→ **Written problem**
Rewrite the records below, putting "Inspect" wherever "Examine" appears and leaving everything else unchanged.

-.-.-

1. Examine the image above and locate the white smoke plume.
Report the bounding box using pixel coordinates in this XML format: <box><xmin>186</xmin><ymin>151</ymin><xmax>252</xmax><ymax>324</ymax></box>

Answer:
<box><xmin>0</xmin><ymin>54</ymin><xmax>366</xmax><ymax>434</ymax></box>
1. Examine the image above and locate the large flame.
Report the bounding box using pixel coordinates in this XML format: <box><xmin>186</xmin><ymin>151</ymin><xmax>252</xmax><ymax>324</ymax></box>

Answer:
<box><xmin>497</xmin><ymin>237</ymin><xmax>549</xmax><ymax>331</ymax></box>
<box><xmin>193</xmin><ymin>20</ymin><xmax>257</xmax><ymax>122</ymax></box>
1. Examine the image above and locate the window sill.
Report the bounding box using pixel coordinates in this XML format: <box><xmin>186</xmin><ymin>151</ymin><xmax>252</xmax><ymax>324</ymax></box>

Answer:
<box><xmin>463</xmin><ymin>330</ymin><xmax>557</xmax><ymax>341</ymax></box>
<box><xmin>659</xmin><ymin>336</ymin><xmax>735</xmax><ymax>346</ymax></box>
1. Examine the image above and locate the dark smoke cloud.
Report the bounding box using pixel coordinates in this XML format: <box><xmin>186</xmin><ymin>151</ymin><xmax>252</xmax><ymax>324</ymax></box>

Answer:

-.-.-

→ **Answer for the task**
1. Inspect the image above and locate the white smoke plume.
Report the bounding box using pixel coordinates in this XML format: <box><xmin>186</xmin><ymin>151</ymin><xmax>252</xmax><ymax>324</ymax></box>

Answer:
<box><xmin>0</xmin><ymin>54</ymin><xmax>366</xmax><ymax>434</ymax></box>
1. Inspect the image above and locate the large flame.
Report the bounding box using pixel coordinates in this XML format: <box><xmin>186</xmin><ymin>151</ymin><xmax>252</xmax><ymax>324</ymax></box>

Answer:
<box><xmin>497</xmin><ymin>237</ymin><xmax>549</xmax><ymax>331</ymax></box>
<box><xmin>193</xmin><ymin>20</ymin><xmax>257</xmax><ymax>122</ymax></box>
1. Inspect the image above and locate the window sill.
Report the bounding box using pixel coordinates in this XML format: <box><xmin>186</xmin><ymin>151</ymin><xmax>252</xmax><ymax>324</ymax></box>

Answer:
<box><xmin>463</xmin><ymin>330</ymin><xmax>557</xmax><ymax>341</ymax></box>
<box><xmin>659</xmin><ymin>336</ymin><xmax>735</xmax><ymax>346</ymax></box>
1. Inspect the image above and locate the dark smoke cloud.
Report the bounding box using pixel coordinates in this XML format: <box><xmin>186</xmin><ymin>151</ymin><xmax>252</xmax><ymax>324</ymax></box>

Answer:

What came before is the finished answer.